→ **What this task involves**:
Please rescale the listing below, starting at its beginning and ending at the line containing "[0,37,406,269]", by reproducing every line and multiplying each bounding-box coordinate in the answers by 1.45, rounded to whole numbers with halves rounded up. Leave the pictures out of your answer.

→ **Provided records**:
----
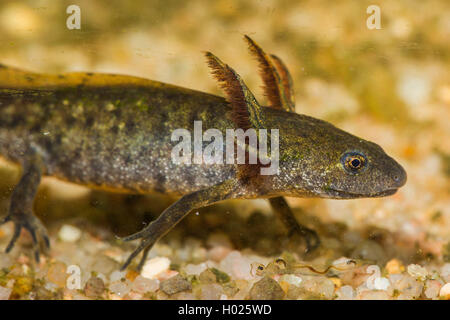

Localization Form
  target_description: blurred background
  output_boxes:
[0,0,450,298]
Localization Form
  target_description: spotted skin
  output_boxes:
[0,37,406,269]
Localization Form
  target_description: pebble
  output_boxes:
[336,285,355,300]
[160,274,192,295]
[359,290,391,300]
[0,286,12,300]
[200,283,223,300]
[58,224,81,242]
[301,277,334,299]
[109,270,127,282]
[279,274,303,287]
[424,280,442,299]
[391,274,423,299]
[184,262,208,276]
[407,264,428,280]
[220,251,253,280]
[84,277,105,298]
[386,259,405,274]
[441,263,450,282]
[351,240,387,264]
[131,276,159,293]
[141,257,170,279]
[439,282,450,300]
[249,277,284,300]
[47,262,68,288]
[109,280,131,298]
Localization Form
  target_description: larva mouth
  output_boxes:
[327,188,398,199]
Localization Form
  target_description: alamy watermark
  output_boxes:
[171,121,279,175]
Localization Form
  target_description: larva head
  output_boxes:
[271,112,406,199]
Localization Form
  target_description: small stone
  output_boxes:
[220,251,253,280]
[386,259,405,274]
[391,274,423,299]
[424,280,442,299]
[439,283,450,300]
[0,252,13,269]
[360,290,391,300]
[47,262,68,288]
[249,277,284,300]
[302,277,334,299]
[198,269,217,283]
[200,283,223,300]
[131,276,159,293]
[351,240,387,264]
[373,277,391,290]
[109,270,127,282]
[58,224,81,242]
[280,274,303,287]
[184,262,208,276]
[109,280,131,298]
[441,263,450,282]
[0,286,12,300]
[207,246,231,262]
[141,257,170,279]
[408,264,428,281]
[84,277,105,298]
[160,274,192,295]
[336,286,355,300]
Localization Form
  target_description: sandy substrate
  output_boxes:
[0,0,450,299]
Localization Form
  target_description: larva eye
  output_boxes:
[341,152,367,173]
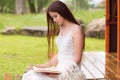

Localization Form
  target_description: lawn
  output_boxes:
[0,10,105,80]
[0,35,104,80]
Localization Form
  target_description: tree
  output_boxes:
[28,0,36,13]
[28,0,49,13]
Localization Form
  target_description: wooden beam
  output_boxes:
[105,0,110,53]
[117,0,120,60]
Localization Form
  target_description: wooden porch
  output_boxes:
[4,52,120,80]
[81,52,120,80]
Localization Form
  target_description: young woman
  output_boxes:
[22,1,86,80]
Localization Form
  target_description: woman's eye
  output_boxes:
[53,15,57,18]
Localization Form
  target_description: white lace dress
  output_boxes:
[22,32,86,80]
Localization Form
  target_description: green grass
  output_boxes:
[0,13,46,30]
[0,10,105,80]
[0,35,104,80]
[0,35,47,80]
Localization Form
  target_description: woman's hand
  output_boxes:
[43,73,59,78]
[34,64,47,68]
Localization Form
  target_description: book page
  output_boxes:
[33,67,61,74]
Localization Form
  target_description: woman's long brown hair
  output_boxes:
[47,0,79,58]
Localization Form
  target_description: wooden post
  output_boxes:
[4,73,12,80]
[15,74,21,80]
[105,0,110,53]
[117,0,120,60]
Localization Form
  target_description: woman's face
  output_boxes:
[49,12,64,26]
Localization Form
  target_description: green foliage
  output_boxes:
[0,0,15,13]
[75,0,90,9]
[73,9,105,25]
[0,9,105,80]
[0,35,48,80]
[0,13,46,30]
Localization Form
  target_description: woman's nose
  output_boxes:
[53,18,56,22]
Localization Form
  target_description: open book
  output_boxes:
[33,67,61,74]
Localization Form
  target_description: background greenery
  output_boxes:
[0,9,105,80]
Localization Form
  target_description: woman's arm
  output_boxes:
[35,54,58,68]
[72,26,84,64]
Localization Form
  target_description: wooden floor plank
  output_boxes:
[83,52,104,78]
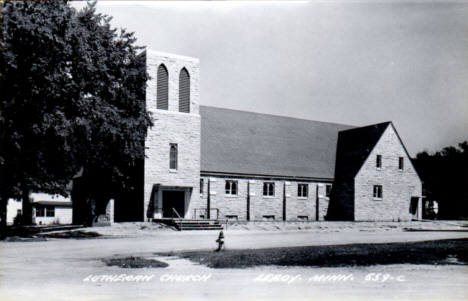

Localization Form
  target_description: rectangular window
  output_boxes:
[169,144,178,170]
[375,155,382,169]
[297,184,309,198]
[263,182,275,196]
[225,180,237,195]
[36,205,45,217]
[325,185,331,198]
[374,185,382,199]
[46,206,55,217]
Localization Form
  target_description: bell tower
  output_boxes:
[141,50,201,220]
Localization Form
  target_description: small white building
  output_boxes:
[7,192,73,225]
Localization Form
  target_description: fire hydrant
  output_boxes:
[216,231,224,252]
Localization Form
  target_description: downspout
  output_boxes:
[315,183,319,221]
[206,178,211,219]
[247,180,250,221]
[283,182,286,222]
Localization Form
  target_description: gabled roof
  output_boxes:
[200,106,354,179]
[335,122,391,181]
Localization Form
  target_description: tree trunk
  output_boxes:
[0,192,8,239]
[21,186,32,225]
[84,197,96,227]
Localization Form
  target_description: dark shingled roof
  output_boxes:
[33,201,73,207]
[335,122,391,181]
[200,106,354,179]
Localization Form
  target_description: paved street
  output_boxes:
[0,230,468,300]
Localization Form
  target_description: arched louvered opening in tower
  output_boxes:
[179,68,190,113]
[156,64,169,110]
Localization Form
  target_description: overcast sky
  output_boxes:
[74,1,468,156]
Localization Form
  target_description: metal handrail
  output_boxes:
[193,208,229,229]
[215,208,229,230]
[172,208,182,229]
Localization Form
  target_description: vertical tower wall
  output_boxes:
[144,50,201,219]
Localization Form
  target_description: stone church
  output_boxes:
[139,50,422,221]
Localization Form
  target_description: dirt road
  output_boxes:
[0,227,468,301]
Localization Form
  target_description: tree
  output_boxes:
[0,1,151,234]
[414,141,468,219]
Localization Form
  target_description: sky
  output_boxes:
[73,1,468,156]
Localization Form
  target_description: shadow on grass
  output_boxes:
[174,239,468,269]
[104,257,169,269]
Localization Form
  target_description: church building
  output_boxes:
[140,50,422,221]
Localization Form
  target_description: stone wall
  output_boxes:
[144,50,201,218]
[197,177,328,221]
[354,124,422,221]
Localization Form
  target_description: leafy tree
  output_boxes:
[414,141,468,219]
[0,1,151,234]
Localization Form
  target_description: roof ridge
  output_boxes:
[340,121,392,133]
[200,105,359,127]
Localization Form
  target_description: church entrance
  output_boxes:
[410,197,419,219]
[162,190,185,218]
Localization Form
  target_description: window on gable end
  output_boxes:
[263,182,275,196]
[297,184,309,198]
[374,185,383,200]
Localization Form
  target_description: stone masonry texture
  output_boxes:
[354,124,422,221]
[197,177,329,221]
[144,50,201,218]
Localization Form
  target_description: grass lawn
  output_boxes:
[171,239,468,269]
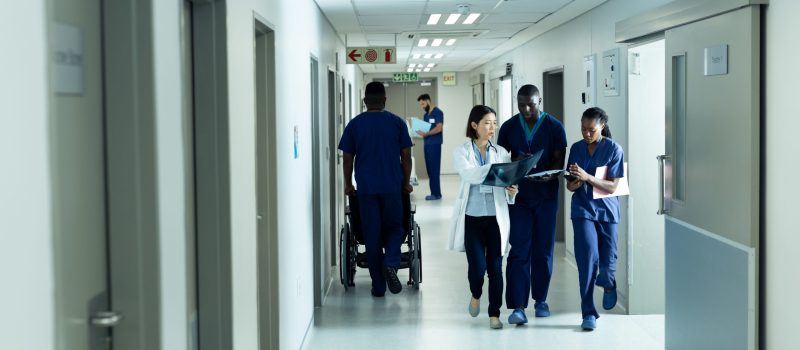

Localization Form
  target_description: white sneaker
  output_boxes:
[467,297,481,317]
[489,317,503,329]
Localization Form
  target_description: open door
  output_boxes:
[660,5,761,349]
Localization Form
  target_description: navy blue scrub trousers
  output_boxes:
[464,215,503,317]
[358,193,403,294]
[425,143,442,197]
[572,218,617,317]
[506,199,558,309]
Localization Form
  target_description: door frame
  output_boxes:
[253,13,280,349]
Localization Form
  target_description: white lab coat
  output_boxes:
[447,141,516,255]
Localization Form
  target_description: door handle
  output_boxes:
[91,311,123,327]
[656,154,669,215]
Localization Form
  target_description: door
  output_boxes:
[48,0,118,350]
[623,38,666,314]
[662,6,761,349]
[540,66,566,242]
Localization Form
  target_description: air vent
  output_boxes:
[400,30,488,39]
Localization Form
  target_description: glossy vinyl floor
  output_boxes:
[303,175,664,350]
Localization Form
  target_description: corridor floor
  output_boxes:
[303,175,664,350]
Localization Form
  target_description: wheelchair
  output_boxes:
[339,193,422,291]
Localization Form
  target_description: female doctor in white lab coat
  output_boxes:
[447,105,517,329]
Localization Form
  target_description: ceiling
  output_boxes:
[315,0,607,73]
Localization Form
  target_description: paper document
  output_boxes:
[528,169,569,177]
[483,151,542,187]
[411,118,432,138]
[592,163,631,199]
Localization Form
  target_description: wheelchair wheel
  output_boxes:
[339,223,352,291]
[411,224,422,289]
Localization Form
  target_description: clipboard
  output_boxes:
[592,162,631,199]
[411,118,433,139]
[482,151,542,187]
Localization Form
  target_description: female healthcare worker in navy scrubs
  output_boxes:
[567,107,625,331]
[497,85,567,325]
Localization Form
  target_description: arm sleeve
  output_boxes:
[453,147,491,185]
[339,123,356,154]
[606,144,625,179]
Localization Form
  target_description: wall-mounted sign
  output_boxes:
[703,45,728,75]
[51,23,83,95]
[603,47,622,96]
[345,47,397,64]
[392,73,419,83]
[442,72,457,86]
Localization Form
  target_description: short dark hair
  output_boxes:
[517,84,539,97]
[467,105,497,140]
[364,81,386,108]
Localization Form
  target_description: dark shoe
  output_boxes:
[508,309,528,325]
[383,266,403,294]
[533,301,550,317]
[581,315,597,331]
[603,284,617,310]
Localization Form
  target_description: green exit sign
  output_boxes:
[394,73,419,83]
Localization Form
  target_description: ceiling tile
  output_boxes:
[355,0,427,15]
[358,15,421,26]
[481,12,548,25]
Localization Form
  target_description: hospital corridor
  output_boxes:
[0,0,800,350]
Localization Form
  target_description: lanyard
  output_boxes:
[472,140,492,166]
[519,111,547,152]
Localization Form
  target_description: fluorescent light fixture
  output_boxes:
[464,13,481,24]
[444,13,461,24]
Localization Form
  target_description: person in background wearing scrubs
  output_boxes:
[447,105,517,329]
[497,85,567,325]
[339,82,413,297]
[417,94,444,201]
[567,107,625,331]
----
→ **Exercise output**:
Localization Form
  target_description: blurred background
  output_boxes:
[0,0,653,432]
Localization Form
  target_description: spotted skin
  output_boxes:
[0,54,589,390]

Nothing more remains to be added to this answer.